This is not my cat. I lack the fu of Photoshop that everyone in the whole world seems to have now. Even so, every morning, the giant kitten I call Sweetpea and Pete calls Attila the Adorable Hun decides at an indecent hour that it is time for me to wake up. If the bedroom door has been open all night, this decision is delivered in the form of a 14 pound cat landing on my head which, you’ll be pleased to hear, is irresistably delicious. If the bedroom door has been closed all night, Sweetpea bashes her head against the door in a manner that suggests I might need a bigger boat.
Or maybe I should quit chumming before bedtime, I can’t say. In the old days of tiny Topaz and swift Drusy’s heartwrenchingly adorable and terrifying kitteny morning rampages, I could shut the bedroom door and pout that they might miss me. Now I worry that I might be causing a kitty concussion. I bet the Beatles felt the same way.

◆ **Point-per-instance localization data**:
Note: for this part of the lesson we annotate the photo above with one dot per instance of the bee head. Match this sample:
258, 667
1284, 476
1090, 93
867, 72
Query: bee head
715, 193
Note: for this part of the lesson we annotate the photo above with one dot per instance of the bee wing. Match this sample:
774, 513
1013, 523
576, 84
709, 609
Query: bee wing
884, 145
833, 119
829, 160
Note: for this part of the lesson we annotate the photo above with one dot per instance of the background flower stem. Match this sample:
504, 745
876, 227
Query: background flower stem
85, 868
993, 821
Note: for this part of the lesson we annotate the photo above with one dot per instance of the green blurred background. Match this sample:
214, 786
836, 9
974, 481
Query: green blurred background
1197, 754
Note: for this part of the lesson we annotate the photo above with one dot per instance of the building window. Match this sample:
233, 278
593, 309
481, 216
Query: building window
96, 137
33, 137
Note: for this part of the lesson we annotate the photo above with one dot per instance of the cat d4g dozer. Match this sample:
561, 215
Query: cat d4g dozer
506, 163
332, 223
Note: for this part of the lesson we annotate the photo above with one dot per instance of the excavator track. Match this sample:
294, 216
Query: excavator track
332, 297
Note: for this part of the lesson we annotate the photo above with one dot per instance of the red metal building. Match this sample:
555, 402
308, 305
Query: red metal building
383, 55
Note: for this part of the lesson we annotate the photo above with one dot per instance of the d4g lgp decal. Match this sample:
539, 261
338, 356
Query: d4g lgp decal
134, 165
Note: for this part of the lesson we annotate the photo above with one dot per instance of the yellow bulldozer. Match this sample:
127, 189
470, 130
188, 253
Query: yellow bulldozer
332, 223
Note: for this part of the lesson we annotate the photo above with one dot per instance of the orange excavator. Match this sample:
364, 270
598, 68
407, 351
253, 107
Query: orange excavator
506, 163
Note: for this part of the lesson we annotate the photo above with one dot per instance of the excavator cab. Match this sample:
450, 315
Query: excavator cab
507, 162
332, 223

◆ **What you need to do**:
[1] Translate this sentence from the cat passage into Spanish: "Now I worry that I might be causing a kitty concussion."
[2] Continue the passage about the cat from the point where it stops.
None of the entries are needed to do the tasks.

◆ **Answers to the problems**:
[1] Ahora me preocupa que pueda estar provocándole una conmoción cerebral a la gatita.

[2]
Edith and Andy in Guatemala, 1976
Today is the anniversary of the Triangle Shirtwaist Factory Fire. Answers.com:
The worst factory fire in the history of New York City occurred on March 25, 1911, in the Asch building, where the Triangle Shirtwaist Company occupied the top three of ten floors. Five hundred women, mostly Jewish immigrants between thirteen and twenty-three years old, were employed there. The owners had locked the doors leading to the exits to keep the women at their sewing machines. In less than fifteen minutes, 146 women died. The event galvanized support for additional efforts to be made to increase safety in the workplace. It also garnered support for labor unions in the garment district, and in particular for the International Ladies’ Garment Workers’ Union.
Crooks and Liars, 24 March 2009:
Lanny Davis enlisted by Big Business to promote a “Third Way” Corporate Compromise on EFCA
Money never misses a chance to lock the doors and let us burn.
Pete’s baking bread. The house is filled with the muscular aromas of yeast and molasses. Tomorrow morning, I’ll eat a slice of delicious fresh bread without lifting a hand. Should I complain that he left out raisins?
My brother forwarded a collection of images of outstanding test failures. I liked this one very much. It reminded me of the Little Prince’s drawing that was not a hat. Physics, you see, must be full of elephants we can’t see.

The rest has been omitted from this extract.